Task to complete: Rewrite all of the material below, replacing "thickest part" with "widest part" wherever it occurs and leaving everything else unchanged.

Given entries:
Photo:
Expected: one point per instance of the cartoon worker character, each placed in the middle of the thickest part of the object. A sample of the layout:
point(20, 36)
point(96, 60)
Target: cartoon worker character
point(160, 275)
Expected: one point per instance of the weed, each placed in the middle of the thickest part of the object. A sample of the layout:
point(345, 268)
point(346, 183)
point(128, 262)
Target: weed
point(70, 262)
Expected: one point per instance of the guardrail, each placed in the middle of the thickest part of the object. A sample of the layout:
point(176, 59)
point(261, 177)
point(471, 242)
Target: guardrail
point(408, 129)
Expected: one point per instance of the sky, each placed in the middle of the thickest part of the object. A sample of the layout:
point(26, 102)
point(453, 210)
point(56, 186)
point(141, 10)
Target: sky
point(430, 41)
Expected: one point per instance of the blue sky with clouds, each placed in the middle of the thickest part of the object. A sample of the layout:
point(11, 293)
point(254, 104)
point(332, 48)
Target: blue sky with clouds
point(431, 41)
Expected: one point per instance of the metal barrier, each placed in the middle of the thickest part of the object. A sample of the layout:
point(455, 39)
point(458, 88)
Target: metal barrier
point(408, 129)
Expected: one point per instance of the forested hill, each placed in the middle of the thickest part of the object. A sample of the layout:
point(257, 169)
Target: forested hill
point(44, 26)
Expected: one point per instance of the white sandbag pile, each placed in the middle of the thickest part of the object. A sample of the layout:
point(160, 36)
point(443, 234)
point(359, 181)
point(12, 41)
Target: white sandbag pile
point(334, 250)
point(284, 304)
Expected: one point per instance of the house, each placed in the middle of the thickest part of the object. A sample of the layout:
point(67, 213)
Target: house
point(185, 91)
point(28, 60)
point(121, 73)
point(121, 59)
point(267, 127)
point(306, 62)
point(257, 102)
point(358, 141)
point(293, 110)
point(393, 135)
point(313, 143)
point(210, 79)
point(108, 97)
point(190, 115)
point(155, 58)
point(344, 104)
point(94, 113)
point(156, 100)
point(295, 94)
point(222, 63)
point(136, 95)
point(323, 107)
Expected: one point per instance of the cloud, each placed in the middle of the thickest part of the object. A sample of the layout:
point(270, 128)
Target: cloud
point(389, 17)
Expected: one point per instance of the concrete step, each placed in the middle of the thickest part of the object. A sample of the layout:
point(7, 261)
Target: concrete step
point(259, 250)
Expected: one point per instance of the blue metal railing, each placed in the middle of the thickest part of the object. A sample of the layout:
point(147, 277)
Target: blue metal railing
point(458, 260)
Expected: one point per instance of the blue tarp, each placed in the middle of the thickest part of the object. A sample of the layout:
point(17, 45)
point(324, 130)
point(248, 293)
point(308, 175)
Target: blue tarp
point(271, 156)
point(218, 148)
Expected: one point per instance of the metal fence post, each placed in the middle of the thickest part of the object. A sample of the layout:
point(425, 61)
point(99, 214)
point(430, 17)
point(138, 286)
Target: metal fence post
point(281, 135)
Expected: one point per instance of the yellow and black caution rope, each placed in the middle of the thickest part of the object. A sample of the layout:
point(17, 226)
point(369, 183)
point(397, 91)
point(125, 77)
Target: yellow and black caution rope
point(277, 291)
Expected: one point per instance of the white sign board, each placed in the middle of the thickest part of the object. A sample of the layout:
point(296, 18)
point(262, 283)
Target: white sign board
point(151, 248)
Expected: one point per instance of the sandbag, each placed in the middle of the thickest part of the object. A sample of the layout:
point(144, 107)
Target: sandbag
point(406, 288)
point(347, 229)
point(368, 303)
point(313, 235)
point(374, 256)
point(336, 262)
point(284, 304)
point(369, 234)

Complete output:
Photo:
Expected: one point per instance of the cartoon worker character, each placed in the middle of the widest part of the object. A sample of the layout:
point(20, 36)
point(96, 60)
Target: cartoon worker character
point(160, 275)
Expected: one point per instance of the weed, each placed in the middle of the widest part of the object. A sample of the layout:
point(345, 268)
point(346, 183)
point(128, 262)
Target: weed
point(70, 262)
Expected: one point per instance of the guardrail, each placed in the middle of the widest part of the object. A sample of the layout:
point(176, 59)
point(261, 177)
point(471, 242)
Target: guardrail
point(408, 129)
Expected: one point per instance of the sky, each placed in the middle of the widest part of the object. A sample of the layout:
point(26, 102)
point(453, 210)
point(56, 186)
point(141, 10)
Target: sky
point(430, 41)
Expected: one point per instance of the blue sky with clouds, each placed in the middle of the widest part of the object. A sample of the layout:
point(11, 293)
point(254, 104)
point(332, 48)
Target: blue sky with clouds
point(431, 41)
Expected: one point per instance of the metal barrier, each placed in the middle of the widest part of the object. A sample of the layout:
point(455, 39)
point(458, 88)
Target: metal barrier
point(408, 129)
Expected: one point per instance of the forested hill, each placed in the middle of the widest part of the object. A sample of the layout:
point(257, 169)
Target: forested hill
point(44, 26)
Expected: one point per instance of the white sandbag pile, each placed in the middle of the widest part of the object. A sample of the layout:
point(160, 36)
point(443, 234)
point(359, 181)
point(12, 41)
Target: white sandbag pile
point(334, 250)
point(284, 304)
Expected: one point per instance of the house, each placed in the middle of the widest part of the object. A sample of the layout:
point(67, 213)
Target: house
point(185, 91)
point(28, 60)
point(121, 73)
point(121, 59)
point(267, 127)
point(306, 62)
point(257, 102)
point(358, 141)
point(293, 110)
point(393, 135)
point(313, 143)
point(210, 79)
point(108, 97)
point(190, 115)
point(155, 58)
point(344, 104)
point(94, 113)
point(156, 100)
point(295, 94)
point(222, 63)
point(136, 95)
point(323, 107)
Expected: one point per instance of the cloud, each placed in the middle of the widest part of the object. A sample of the layout:
point(270, 128)
Target: cloud
point(389, 17)
Expected: one point per instance of the concrete step, each placed in the middle of the widest part of the object. A sample of the layout:
point(7, 261)
Target: concrete step
point(259, 250)
Expected: one point per instance of the blue metal railing, each placed in the middle of the widest part of the object. A sample of the layout:
point(147, 277)
Target: blue metal railing
point(458, 260)
Expected: one point per instance of the blue tarp, each placed in the middle of the widest part of the object. A sample of the layout:
point(17, 45)
point(324, 130)
point(248, 293)
point(308, 175)
Target: blue tarp
point(271, 156)
point(218, 148)
Expected: one point per instance of the metal fence post, each placed in the middle of the widest part of the object. A sample of the layout:
point(425, 61)
point(99, 214)
point(430, 17)
point(138, 286)
Target: metal fence post
point(281, 135)
Expected: one point per instance of the yellow and black caution rope, each placed in the middle of the widest part of the object. A sample of the layout:
point(17, 226)
point(369, 183)
point(397, 91)
point(125, 77)
Target: yellow and black caution rope
point(277, 291)
Expected: one point per instance of the white sign board, each placed in the middle of the widest part of the object. A sample of the layout:
point(296, 18)
point(262, 283)
Target: white sign board
point(151, 248)
Expected: one point per instance of the sandbag, each placed in the middle of the widest part of the object. A sample of the layout:
point(144, 107)
Target: sandbag
point(406, 288)
point(347, 229)
point(368, 303)
point(313, 235)
point(374, 256)
point(336, 262)
point(284, 304)
point(369, 234)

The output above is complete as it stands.